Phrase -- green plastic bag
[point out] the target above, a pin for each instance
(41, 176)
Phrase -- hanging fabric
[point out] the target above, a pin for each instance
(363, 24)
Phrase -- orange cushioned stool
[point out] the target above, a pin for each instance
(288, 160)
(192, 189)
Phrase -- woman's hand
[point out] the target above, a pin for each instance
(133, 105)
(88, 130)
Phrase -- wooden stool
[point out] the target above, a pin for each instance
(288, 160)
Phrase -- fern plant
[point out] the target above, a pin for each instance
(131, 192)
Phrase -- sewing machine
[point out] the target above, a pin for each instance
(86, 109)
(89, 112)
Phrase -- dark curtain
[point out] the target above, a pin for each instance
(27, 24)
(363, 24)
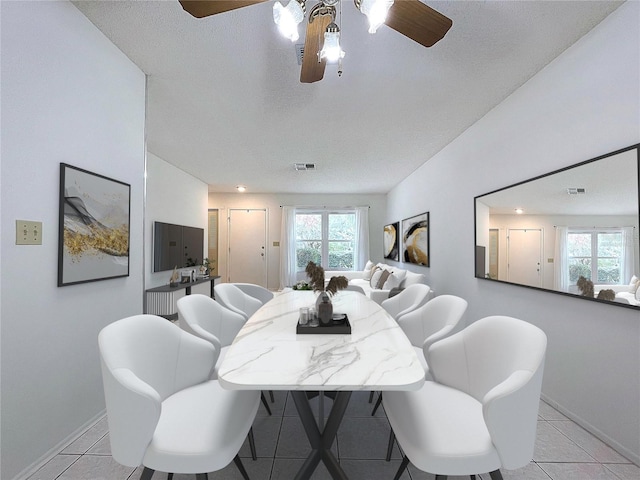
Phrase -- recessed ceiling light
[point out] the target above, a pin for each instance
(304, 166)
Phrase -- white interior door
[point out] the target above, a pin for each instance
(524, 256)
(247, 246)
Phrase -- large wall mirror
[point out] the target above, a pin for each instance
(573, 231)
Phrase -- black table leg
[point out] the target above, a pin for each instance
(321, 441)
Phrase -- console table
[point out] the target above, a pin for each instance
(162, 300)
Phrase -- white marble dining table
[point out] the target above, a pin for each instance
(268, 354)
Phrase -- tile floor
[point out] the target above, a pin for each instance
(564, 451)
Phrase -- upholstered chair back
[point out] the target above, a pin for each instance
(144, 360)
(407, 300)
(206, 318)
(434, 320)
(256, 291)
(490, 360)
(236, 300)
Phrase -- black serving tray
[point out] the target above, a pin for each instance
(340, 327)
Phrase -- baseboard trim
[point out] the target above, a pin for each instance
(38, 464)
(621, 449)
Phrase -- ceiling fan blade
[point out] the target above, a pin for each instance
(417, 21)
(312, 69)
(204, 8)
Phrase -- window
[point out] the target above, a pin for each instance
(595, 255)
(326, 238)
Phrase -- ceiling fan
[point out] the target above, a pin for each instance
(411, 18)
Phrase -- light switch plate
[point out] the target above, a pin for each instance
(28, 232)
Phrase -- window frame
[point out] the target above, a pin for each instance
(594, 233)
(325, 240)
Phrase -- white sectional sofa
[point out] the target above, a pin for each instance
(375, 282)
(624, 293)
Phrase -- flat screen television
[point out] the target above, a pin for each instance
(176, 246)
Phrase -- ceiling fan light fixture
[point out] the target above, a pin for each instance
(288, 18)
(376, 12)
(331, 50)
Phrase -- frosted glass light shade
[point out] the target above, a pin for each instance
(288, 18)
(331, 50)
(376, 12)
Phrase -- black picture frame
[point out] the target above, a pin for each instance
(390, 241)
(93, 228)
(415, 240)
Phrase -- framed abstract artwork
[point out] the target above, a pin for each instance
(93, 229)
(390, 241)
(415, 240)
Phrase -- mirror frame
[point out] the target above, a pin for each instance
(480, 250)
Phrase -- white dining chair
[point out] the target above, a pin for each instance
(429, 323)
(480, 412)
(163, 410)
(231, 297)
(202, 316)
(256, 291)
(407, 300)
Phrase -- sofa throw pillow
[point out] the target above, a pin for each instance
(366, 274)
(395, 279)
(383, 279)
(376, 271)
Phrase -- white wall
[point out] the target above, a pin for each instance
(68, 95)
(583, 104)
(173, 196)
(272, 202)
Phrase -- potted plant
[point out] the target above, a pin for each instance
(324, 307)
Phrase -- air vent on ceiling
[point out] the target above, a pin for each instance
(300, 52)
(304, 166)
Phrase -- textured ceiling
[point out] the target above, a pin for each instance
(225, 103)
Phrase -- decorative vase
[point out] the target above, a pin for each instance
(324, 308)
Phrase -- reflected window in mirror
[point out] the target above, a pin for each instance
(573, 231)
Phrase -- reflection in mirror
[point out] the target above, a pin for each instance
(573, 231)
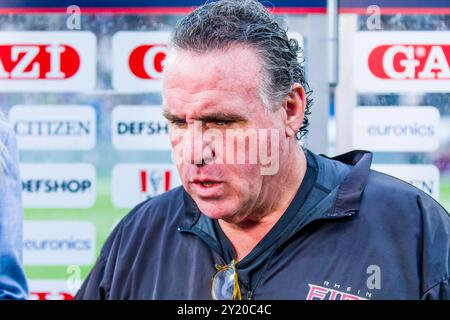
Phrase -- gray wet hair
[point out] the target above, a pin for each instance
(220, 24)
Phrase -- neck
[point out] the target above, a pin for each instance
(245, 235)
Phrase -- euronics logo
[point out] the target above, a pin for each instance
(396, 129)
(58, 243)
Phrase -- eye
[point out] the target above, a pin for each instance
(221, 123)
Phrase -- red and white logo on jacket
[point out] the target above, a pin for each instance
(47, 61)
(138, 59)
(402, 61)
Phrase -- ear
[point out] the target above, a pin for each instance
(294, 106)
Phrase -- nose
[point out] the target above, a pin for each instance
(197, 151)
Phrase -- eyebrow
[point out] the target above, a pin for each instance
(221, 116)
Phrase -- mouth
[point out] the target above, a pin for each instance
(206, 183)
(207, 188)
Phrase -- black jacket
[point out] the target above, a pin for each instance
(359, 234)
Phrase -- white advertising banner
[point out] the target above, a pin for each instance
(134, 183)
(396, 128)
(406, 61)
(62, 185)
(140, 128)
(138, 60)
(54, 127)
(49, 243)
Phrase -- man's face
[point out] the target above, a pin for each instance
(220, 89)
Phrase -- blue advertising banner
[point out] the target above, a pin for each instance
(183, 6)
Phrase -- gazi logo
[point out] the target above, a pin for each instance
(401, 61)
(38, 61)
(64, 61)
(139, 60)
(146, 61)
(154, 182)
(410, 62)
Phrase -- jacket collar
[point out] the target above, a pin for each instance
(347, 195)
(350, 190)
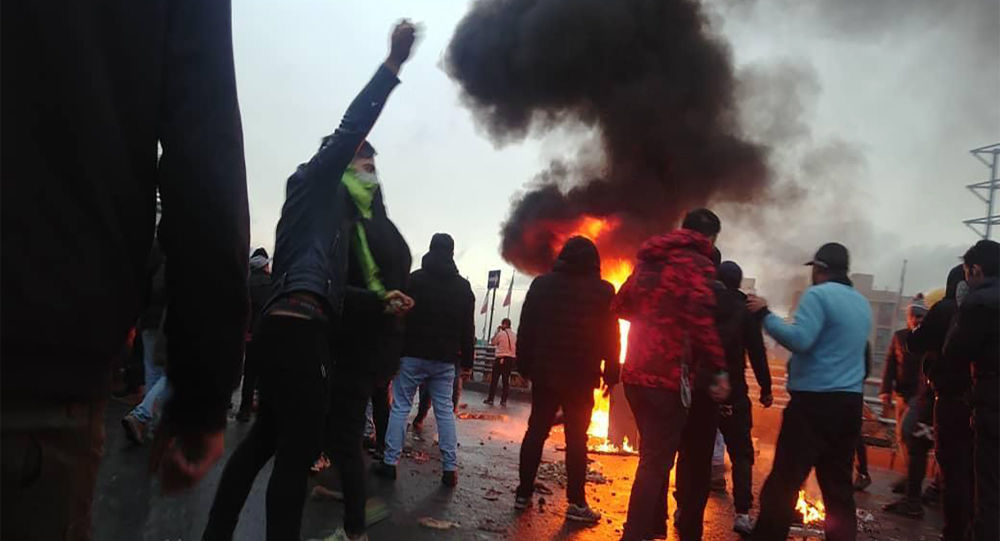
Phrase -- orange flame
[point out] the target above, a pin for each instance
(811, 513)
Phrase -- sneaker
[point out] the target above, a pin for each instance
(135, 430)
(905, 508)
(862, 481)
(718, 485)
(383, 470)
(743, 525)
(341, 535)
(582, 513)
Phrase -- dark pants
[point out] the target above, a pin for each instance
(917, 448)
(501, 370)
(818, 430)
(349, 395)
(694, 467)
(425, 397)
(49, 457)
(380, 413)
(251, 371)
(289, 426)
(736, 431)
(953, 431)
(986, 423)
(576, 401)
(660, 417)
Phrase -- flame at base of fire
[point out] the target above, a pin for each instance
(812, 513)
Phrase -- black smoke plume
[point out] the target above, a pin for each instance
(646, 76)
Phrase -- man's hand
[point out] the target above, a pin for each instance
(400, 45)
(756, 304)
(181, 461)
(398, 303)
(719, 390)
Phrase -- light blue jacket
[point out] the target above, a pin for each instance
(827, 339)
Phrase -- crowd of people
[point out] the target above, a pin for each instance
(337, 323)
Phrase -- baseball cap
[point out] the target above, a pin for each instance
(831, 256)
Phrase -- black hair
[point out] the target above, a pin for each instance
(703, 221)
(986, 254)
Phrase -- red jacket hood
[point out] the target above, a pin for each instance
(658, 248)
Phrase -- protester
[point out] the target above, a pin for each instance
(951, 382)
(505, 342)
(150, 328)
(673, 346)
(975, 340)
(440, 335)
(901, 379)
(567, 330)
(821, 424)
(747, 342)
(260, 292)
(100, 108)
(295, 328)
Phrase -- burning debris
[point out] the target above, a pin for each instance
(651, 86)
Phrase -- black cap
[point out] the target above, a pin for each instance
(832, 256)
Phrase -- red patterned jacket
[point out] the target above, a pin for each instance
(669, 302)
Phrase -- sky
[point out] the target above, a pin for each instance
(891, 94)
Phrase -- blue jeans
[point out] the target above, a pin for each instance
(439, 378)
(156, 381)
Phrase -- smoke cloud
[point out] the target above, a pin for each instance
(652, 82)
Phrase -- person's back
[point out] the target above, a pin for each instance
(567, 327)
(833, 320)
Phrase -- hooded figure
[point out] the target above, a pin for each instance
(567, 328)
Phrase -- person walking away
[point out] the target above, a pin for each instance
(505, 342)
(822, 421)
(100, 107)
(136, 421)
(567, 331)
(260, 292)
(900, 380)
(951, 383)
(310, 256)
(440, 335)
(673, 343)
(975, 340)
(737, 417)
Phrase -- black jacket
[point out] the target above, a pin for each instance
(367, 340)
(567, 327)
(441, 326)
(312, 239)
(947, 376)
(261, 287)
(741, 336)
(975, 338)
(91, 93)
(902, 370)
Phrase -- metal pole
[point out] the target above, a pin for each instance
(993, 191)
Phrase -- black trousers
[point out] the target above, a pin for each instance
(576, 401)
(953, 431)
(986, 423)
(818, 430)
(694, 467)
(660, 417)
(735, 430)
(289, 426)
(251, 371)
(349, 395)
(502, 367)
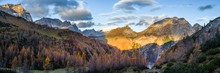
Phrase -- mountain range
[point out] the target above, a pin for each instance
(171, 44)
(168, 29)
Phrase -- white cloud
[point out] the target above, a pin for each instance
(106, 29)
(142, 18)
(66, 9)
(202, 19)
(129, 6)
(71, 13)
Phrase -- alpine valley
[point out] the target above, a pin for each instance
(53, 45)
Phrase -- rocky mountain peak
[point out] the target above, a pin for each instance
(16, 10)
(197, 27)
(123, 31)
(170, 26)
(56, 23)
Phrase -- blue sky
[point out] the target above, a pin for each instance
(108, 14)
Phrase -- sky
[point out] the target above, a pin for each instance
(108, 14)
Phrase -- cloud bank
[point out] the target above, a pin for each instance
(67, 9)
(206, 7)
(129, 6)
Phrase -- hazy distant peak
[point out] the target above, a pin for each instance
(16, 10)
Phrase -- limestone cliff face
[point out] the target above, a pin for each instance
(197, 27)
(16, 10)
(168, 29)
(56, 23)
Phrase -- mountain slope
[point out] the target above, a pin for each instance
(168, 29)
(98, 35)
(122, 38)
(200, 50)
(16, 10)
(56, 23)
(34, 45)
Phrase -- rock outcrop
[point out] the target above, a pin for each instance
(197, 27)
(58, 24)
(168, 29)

++++

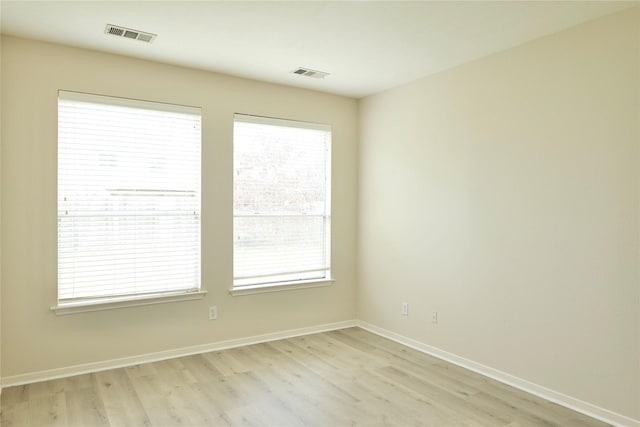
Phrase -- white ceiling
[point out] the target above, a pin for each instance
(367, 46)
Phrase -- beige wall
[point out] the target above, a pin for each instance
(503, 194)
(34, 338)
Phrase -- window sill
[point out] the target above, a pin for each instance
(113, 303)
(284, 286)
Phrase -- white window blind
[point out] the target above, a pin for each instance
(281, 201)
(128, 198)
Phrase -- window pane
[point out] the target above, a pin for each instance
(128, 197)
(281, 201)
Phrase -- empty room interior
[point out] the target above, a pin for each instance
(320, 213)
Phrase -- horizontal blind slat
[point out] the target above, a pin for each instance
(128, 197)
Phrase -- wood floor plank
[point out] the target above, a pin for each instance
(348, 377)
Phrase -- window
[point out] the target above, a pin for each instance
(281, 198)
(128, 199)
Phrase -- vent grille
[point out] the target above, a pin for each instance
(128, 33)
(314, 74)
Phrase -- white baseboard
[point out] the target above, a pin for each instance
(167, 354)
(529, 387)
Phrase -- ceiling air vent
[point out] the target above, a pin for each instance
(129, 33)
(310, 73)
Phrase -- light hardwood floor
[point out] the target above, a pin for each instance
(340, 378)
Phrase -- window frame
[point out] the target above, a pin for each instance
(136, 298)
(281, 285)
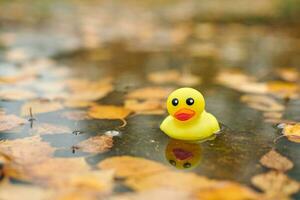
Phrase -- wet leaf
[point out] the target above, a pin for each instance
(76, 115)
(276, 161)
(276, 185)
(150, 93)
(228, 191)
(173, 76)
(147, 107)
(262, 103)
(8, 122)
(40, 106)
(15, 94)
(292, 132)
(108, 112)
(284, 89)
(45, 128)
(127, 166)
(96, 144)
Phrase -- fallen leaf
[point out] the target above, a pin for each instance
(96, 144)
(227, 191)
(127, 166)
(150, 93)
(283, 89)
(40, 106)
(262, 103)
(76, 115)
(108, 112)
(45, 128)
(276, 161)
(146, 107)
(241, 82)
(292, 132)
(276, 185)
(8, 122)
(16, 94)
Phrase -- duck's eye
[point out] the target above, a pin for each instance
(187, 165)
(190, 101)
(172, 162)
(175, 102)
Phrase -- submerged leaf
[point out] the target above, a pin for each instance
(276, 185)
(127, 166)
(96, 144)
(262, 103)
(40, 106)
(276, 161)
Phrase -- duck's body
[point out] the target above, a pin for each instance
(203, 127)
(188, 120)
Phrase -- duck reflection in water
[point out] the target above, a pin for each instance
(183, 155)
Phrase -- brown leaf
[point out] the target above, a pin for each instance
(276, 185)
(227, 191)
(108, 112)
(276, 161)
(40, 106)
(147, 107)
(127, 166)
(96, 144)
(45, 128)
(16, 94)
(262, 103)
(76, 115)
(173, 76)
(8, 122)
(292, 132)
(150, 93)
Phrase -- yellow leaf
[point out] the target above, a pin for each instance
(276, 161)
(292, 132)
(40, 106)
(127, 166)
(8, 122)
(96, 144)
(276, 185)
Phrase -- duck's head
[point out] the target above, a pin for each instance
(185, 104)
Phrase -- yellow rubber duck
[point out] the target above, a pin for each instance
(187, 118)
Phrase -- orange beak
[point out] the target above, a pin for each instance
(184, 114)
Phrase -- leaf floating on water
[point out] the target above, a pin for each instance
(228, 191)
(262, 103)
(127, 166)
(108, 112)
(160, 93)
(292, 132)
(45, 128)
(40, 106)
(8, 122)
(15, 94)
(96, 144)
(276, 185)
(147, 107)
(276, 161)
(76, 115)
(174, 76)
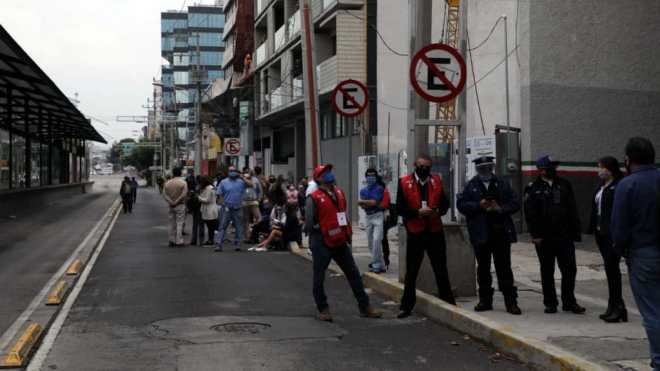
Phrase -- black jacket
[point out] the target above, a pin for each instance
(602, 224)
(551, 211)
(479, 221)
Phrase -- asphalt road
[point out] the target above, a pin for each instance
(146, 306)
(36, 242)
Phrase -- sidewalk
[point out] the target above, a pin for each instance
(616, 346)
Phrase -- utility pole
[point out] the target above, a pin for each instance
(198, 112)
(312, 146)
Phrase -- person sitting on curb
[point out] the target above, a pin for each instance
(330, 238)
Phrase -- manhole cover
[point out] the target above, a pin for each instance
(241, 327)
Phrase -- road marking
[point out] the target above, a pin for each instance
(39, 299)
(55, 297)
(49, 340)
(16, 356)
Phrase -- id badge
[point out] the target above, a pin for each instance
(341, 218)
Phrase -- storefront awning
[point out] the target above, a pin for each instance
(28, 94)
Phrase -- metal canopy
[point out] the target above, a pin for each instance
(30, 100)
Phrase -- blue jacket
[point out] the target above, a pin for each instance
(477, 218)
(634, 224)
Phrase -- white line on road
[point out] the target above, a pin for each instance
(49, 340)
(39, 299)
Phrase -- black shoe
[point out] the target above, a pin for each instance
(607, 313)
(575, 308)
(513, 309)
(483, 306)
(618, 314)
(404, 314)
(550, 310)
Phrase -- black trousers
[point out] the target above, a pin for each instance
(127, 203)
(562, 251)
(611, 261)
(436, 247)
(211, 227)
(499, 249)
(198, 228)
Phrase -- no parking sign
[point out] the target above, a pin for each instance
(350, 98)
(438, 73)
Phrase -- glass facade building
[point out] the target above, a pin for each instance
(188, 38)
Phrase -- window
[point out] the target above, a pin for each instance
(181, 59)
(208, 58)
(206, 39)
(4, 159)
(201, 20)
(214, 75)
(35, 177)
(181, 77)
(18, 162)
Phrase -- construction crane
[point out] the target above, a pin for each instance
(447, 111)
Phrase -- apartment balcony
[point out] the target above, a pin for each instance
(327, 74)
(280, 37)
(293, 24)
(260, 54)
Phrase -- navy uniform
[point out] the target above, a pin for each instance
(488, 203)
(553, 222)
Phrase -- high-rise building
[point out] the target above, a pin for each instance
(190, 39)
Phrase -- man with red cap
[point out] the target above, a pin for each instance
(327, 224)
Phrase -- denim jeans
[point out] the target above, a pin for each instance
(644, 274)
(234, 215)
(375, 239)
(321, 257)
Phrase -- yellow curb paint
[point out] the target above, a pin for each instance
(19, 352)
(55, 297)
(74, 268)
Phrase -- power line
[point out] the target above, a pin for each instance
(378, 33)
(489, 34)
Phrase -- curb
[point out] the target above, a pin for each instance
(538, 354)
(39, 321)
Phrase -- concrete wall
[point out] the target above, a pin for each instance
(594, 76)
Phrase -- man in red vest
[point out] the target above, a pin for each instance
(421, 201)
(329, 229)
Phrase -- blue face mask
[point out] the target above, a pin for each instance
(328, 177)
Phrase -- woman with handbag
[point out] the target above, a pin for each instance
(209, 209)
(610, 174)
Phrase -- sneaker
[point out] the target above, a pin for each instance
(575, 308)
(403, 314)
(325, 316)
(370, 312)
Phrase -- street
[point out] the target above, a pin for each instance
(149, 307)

++++

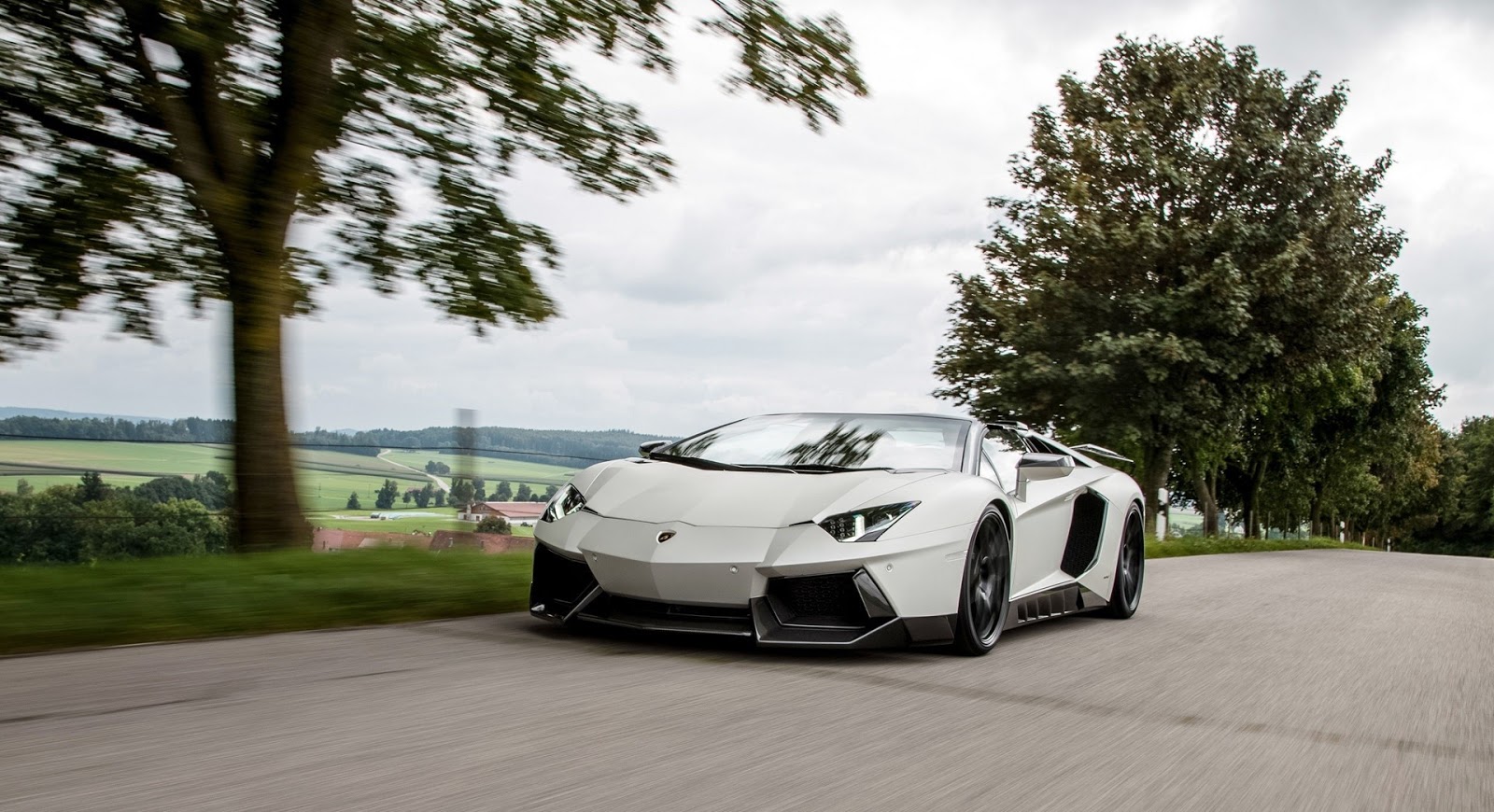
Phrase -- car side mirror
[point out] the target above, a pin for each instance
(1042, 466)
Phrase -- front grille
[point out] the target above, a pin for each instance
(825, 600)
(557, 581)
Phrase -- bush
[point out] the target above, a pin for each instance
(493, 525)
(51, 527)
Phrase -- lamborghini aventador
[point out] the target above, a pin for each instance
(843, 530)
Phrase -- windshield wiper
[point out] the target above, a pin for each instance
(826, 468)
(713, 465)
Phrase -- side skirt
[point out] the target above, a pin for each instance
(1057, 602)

++++

**Exercise goal:** How many lines in the data above contain the string "duck"? Reply with the number only.

**Reply to the exercise:** 5